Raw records

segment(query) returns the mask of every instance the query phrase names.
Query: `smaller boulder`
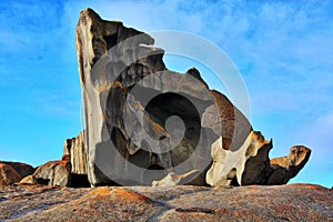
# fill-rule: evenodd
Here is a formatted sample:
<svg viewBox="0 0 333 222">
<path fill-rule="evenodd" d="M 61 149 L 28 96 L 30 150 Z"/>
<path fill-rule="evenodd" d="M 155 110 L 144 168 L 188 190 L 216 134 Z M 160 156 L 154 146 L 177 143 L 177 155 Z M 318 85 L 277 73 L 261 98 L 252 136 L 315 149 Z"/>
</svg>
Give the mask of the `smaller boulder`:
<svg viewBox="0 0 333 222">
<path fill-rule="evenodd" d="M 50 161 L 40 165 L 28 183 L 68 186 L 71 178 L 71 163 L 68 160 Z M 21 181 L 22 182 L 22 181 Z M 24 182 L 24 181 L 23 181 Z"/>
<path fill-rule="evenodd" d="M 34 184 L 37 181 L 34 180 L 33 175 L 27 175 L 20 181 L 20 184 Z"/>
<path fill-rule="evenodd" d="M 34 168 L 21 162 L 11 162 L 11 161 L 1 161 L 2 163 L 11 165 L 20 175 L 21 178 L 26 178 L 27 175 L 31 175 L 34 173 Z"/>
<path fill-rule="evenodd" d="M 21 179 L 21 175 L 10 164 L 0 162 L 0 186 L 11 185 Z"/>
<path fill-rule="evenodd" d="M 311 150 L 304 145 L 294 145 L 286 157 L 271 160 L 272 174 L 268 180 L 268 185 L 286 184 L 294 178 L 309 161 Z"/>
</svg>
...
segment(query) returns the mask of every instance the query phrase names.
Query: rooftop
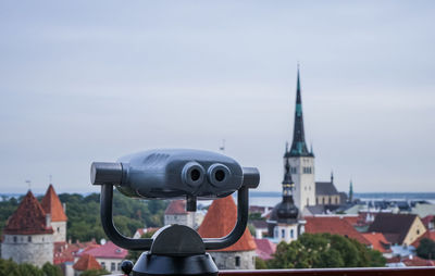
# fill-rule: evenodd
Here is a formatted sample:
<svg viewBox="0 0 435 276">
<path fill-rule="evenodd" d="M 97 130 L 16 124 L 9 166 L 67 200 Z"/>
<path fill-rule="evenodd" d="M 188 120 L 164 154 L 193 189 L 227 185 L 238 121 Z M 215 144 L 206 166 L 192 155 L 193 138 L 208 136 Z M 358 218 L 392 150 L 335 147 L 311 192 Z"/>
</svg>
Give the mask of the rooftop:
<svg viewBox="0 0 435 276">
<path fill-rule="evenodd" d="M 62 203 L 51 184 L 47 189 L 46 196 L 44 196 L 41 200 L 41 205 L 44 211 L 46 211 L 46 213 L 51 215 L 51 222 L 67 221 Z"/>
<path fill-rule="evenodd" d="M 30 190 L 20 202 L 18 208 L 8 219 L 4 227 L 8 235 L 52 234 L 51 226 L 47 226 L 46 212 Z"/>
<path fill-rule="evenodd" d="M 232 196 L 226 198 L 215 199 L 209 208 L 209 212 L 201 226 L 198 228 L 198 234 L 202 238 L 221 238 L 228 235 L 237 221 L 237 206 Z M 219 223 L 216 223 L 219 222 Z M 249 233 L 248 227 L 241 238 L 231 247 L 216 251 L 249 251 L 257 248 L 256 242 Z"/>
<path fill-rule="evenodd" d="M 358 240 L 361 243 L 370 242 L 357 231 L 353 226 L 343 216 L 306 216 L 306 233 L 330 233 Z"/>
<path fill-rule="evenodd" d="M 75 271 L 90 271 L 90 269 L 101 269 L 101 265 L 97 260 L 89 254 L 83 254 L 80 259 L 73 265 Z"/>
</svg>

** WHAT IS ASKED **
Return every line from the entries above that contains the word "smaller".

** TASK OUTPUT **
Query: `smaller boulder`
Give the mask of the `smaller boulder`:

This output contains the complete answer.